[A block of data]
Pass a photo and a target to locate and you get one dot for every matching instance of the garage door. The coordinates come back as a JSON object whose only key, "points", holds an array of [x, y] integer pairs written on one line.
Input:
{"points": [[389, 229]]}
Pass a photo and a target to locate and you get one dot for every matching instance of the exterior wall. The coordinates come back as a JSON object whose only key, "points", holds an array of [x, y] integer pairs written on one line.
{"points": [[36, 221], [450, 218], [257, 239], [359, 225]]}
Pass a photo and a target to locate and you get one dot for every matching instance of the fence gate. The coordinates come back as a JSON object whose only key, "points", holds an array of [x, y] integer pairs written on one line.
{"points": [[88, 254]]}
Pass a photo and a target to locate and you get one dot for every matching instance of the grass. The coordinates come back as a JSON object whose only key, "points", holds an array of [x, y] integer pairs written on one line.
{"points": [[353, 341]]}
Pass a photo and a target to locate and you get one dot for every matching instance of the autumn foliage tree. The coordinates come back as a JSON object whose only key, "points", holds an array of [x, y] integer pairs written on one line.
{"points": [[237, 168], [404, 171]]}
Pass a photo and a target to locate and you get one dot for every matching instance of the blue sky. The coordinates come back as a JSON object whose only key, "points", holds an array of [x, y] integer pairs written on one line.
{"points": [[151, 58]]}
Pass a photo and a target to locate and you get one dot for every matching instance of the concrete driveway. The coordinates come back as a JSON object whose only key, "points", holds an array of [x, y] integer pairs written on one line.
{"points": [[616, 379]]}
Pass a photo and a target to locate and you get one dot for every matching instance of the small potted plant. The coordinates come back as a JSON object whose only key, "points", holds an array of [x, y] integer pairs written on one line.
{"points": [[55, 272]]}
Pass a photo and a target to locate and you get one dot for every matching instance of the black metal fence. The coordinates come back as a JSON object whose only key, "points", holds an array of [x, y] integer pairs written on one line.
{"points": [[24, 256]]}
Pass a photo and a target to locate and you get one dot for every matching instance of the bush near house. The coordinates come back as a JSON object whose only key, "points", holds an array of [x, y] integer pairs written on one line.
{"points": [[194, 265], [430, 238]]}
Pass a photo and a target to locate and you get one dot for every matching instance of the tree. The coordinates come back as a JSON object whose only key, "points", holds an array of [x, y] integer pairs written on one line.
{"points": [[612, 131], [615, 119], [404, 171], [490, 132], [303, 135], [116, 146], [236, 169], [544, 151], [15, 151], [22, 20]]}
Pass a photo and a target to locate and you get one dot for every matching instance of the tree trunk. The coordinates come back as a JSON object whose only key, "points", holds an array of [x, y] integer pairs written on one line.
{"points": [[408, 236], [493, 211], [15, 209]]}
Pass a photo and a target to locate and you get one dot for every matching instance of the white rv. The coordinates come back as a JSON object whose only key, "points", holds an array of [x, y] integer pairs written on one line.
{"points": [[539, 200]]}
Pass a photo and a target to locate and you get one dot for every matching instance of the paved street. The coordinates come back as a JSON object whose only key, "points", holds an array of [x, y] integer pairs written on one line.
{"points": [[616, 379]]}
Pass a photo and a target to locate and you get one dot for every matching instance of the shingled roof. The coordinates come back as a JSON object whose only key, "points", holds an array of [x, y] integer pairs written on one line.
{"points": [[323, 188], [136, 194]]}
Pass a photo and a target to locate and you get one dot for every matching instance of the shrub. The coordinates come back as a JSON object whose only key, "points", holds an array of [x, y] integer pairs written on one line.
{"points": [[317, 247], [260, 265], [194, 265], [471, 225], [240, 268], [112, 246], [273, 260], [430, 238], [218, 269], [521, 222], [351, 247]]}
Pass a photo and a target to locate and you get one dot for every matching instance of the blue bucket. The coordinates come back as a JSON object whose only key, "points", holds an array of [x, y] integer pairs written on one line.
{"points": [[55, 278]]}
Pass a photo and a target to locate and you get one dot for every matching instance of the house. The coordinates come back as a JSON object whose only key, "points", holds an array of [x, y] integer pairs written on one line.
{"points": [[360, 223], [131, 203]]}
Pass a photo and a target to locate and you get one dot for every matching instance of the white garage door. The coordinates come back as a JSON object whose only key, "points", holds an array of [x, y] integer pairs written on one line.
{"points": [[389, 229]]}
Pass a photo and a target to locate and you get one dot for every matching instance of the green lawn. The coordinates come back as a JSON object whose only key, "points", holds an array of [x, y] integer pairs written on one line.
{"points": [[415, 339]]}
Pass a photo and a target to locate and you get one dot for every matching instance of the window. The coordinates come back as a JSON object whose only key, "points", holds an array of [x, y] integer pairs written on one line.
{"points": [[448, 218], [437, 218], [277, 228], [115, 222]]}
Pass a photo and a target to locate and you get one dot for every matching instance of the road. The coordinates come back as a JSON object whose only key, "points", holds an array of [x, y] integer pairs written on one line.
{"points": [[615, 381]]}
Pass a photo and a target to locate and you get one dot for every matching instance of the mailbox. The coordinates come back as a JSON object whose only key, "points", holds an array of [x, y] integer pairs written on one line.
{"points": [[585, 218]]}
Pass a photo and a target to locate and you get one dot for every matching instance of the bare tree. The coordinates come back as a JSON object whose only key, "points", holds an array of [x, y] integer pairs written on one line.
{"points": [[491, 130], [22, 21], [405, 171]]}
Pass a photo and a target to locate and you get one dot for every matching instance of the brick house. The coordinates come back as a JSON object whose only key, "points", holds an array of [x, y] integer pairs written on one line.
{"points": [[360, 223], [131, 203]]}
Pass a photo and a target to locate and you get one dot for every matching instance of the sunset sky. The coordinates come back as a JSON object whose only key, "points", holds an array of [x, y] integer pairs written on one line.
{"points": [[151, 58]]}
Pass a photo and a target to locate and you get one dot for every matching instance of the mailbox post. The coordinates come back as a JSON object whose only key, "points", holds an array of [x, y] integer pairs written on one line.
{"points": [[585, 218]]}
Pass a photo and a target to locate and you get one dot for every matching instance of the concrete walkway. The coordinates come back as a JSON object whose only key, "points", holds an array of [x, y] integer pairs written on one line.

=== TASK TO CARRY OUT ===
Repeat the data precisely, reproducing every entry.

=== SOLUTION TO THIS PROBLEM ===
Pass a photo and a target to locate and you get one dot for every matching instance of the garage door. The coordinates come back as a JSON object whose only key, "points", holds an array of [x, y] integer pairs written on one line.
Input:
{"points": [[389, 229]]}
Pass a photo and a target to locate and you get one dot for every matching instance of the exterior wall. The coordinates come back as a JSON object whose only key, "points", holds an array of [x, y] integer pairs written on one line.
{"points": [[36, 221], [450, 218], [257, 239], [359, 225]]}
Pass a photo and a target to locate and you get one dot for every matching instance of the fence gate. The coordinates come back as a JSON object whose only key, "points", holds an array of [x, y] integer pairs written on one line.
{"points": [[88, 254]]}
Pass a photo and a target to locate and you get one dot for every matching instance of the grass. The coordinates come back as a JSON object whose only key, "points", holds an array of [x, y] integer pairs written on one line.
{"points": [[353, 341]]}
Pass a photo and a target to locate and you get one dot for every matching instance of the autumn foliage tree. The coordinates come back as a JSON object whose only key, "points", holds an array of [x, y] integer pairs written on one line.
{"points": [[237, 168], [404, 171]]}
Pass a photo and a target to locate and you get one dot for every matching instance of the blue sky. The coordinates come back as a JSON object whose only key, "points", holds an array of [x, y] integer pairs written on one line.
{"points": [[151, 58]]}
Pass a photo and a target to locate and you get one dot for every matching instance of the concrete driveway. The coordinates come back as a JSON object whose only key, "points", holds an array of [x, y] integer pairs written on one line.
{"points": [[616, 379]]}
Pass a photo and a target to locate and you get one dot for every matching instance of the small potted plant. The coordinates come back as a JSON object whose only key, "points", holds an array of [x, y] integer pairs written on one line.
{"points": [[55, 272]]}
Pass a photo and a target to locate and you get one dot for every matching instance of the black metal fence. The coordinates come back as a JSON object whose only key, "points", holds an array of [x, y] integer pairs written on one line.
{"points": [[24, 256]]}
Pass a photo and a target to locate and you get one dot for every matching instance of the bush near house. The coordinates come back as a JSON object whose only key, "points", holds an array of [x, y] integer pairs written on one line.
{"points": [[194, 265], [430, 238]]}
Pass a photo and a target to locate and you get one dot for every matching instance of the tree. The coordinates come back as a JSON object whose only key, "points", holds an array of [x, y] integer pairs written on one line.
{"points": [[612, 131], [615, 119], [404, 171], [490, 132], [303, 135], [116, 146], [236, 169], [544, 151], [15, 151], [22, 20]]}
Pass a photo and a target to locate and you get one dot for every matching instance of the tree trunk. The coordinates come back as a JSON object whose only key, "points", holds an array of [x, y] integer pairs written on one line.
{"points": [[408, 236], [493, 211], [15, 209]]}
Pass a photo and a target to locate and you get one dot for every matching instance of the white rv. The coordinates come back as a JSON object whose only key, "points", holds an array of [x, y] integer pairs written on one line.
{"points": [[539, 200]]}
Pass a photo and a target to locate and you get one dot for every matching instance of the paved street. The coordinates come back as a JSON object whose only key, "points", holds an array of [x, y] integer pairs written on one line.
{"points": [[616, 379]]}
Pass a photo and a target to locate and you get one dot for every matching instance of the shingled roof. The coordinates come back as a JSON object whose only key, "points", holds an array of [x, y] integer pairs written on one line.
{"points": [[323, 188], [136, 194]]}
Pass a photo and a target to locate and you get one dot for every matching instance of the shrub. The coordinates come back as a JSON object whose only key, "points", holds an array of [x, y] integer pairs written on one line.
{"points": [[317, 247], [260, 265], [194, 265], [471, 225], [240, 268], [112, 246], [273, 260], [430, 238], [218, 269], [521, 222], [351, 247]]}
Pass a photo and a target to locate and you get one dot for every matching instance of the blue bucket. The coordinates come back as a JSON object whose only key, "points", holds an array of [x, y] integer pairs written on one line.
{"points": [[55, 278]]}
Pass a photo and a target to locate and you get one dot for every matching instance of the house. The coordinates come back as a JSON object whose only key, "points", holds an array of [x, y] integer pairs written on one line.
{"points": [[360, 223], [131, 203]]}
Pass a photo and a target to locate and you get one dot for every matching instance of the white garage door. The coordinates come back as a JSON object whose only key, "points", holds an array of [x, y] integer pairs written on one line.
{"points": [[389, 229]]}
Pass a photo and a target to locate and you get one dot for every matching instance of the green lawn. The coordinates come back as a JSON object whose only key, "points", holds an array of [x, y] integer pairs written on one line.
{"points": [[415, 339]]}
Pass a photo and a target to locate and you get one dot for every matching instance of the window. The coordinates come back as a JSON object whose only key, "points", holds an array of [x, y] integer pairs written on one line.
{"points": [[448, 218], [437, 218], [277, 228], [115, 222]]}
Pass a photo and a target to locate and you get one dot for every matching instance of the road. The coordinates come back as a JSON object whose only key, "points", holds an array of [x, y] integer pairs written on one line.
{"points": [[615, 381]]}
Pass a photo and a target to locate and you get one dot for every matching instance of the mailbox. The coordinates come back as a JSON object whose only key, "points", holds an array of [x, y] integer pairs written on one line.
{"points": [[585, 218]]}
Pass a photo and a target to locate and you get one dot for every matching instance of the bare tree. The coordinates come back as a JSON object whose only key, "points", holds an array of [x, y] integer pairs written on one line.
{"points": [[491, 130], [22, 21], [405, 171]]}
Pass a photo and a target to locate and you get one dot for every matching instance of the brick house. The coordinates come back as a JSON object whose only key, "points", holds an array of [x, y] integer pairs written on one line.
{"points": [[360, 223], [131, 203]]}
Pass a photo and a target to locate and you get one dot for every matching instance of the sunset sky. The coordinates come back as a JSON object whose only key, "points", holds an array of [x, y] integer pairs written on one line.
{"points": [[151, 58]]}
Pass a photo and a target to locate and you get one dot for every matching instance of the mailbox post. The coordinates come back as a JSON object whose only key, "points", holds an array of [x, y] integer pairs written on one line.
{"points": [[585, 218]]}
Pass a photo and a target to locate and you get one dot for every matching instance of the concrete walkway. The coordinates come back as a JSON object whose only key, "points", holds an array of [x, y] integer pairs written on one line.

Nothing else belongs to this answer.